WORK INSTRUCTIONS:
- 1) Repeat the passage on conversations word for word, from "I'm not a religious" up to and including "used to it.".
- 2) Carry on the essay about conversations, starting after its last sentence.

EXCERPT TO READ:

Start of Block

Ever notice how we reach the "tender" topics of life when it's dark? When I drive in a car at night with a passenger, the best conversations happen with me. That person has no reason to be shy. They have no judging eyes to answer to and for some reason, moving forward lets us think clearly. Life is motion. Walk and talk as often as you can because it will solidify any relationship you have. I guarantee it. It's like the reagent that makes liquid epoxy turn rock solid.

If a person doesn't have conversations then he/she is missing out on the most crucial phase of human evolution. Have you ever noticed you don't really know what you believe until you say it aloud? That's always rung true for me. Having conversations allows us to progress from having truths revealed to us from the wiser to discovering truths by one's own activities.

Having a conversation does not imply having an answer. Sometimes the answer to your question is to let go of it for a while. Let the deeper realms of your subconscious mind do the mental math (that's why sleep is important, more on that later). Feelings and the tension built up in your mind needs to be released. The only other place it can go is your body. And that's no good at all.

I'm not a religious person, but I am extremely spiritual. But I even hate admitting that out loud just because of the connotation "spiritual" has. When I hear "spiritual" I just cringe and think of white fluffy shit and high-horse people judging my mistakes and odd beliefs. I think of Yoga too. But conversations are the closest thing I have to spirituality. I tend to not just think, but feel the vast array of emotions people in my life are going through. I feel connected and belong when I know someone admits they are not okay. Because the second you admit you are not doing well is when things pick-up again. It is one of life's most fruitful paradoxes, so I suggest you get used to it.

Every moment in life is a test, whether we choose to acknowledge it or not. A discussion will help bring you to a logical answer to a logical question. But that is not life. The nature of the beast is always changing (which incidentally leads me to believe life is female). Conversations are about dealing with the changes. The life worth living is always felt, not thought. And so how you make other people is purely a reflection of your own circumstance in life. People who think like shit, feel like shit, will usually displace that glorious state of mind onto others.

End of Block

RAW DATA:
Start of Block

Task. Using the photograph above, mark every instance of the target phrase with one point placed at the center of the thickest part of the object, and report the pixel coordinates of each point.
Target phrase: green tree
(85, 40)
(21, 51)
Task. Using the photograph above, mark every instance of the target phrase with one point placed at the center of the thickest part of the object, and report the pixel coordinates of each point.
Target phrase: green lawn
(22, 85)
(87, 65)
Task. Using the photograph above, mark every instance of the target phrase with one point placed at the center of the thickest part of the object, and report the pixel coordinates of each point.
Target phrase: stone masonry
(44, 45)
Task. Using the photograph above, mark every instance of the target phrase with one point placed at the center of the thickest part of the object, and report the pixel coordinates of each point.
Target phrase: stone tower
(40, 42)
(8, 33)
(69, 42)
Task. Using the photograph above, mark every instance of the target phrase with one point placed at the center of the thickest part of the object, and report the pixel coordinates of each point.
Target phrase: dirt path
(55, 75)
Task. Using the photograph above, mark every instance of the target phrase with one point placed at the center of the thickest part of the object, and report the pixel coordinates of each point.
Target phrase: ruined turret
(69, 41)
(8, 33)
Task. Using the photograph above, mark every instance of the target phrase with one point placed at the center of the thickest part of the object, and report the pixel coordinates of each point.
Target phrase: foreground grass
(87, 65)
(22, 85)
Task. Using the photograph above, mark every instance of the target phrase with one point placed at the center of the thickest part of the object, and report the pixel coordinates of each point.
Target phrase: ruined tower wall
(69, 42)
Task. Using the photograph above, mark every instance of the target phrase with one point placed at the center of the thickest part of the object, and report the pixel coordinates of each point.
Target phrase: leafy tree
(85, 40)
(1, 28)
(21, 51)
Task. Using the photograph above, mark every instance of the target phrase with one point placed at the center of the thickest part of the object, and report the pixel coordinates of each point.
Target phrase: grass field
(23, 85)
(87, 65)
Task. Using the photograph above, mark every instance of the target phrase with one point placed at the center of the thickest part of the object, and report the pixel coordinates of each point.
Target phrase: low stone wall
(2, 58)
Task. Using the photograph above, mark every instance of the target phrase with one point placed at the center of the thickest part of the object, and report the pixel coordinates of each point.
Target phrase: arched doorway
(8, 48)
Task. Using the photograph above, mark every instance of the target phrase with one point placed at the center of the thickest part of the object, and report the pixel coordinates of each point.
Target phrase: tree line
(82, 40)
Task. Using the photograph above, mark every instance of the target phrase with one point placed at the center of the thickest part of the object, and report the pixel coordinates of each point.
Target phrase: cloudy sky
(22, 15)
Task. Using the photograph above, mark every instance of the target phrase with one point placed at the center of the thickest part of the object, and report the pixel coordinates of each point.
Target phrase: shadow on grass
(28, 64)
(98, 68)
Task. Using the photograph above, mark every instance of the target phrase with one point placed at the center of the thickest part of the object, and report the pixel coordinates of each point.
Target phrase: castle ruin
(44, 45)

End of Block

YOUR RESPONSES:
- 1)
I'm not a religious person, but I am extremely spiritual. But I even hate admitting that out loud just because of the connotation "spiritual" has. When I hear "spiritual" I just cringe and think of white fluffy shit and high-horse people judging my mistakes and odd beliefs. I think of Yoga too. But conversations are the closest thing I have to spirituality. I tend to not just think, but feel the vast array of emotions people in my life are going through. I feel connected and belong when I know someone admits they are not okay. Because the second you admit you are not doing well is when things pick-up again. It is one of life's most fruitful paradoxes, so I suggest you get used to it.

- 2)
Want to be a hero and save the world? Have a conversation. But end it when it starts to get weird. Like if say, Lady Gaga somehow becomes the metaphor for the non-duality of sexual energy.

Friday, March 27, 2009

It's been a while, I have a thing with falling out with people and blogs. But last night I got drunk and had some funky epiphanies about my direction in life. Function, Fight, Finish. Those are the three things I came up with. I start so many things and never finish. That's not manly at all. Fuck gender-neutrality, I have to do something that is manly. And that is to be determined to finish, no matter what it takes.

I love my mom for never cracking. She's so strong, I give her a fuckload of nonsense, excuses, and bullfuckery and she still loves me. I wish I could see her cry, but I know that will never happen. I'm glad it doesn't, or I would shut-down too. She's my pillar. That's why I know women are stronger.

I am a boy of many words. Men don't talk much. They show, not tell. From here on out, I will only discuss what I have done, not what I will do. Once you speak about it, the anxiety that builds from your dreams filling up inside just spill out. They die. Don't speak.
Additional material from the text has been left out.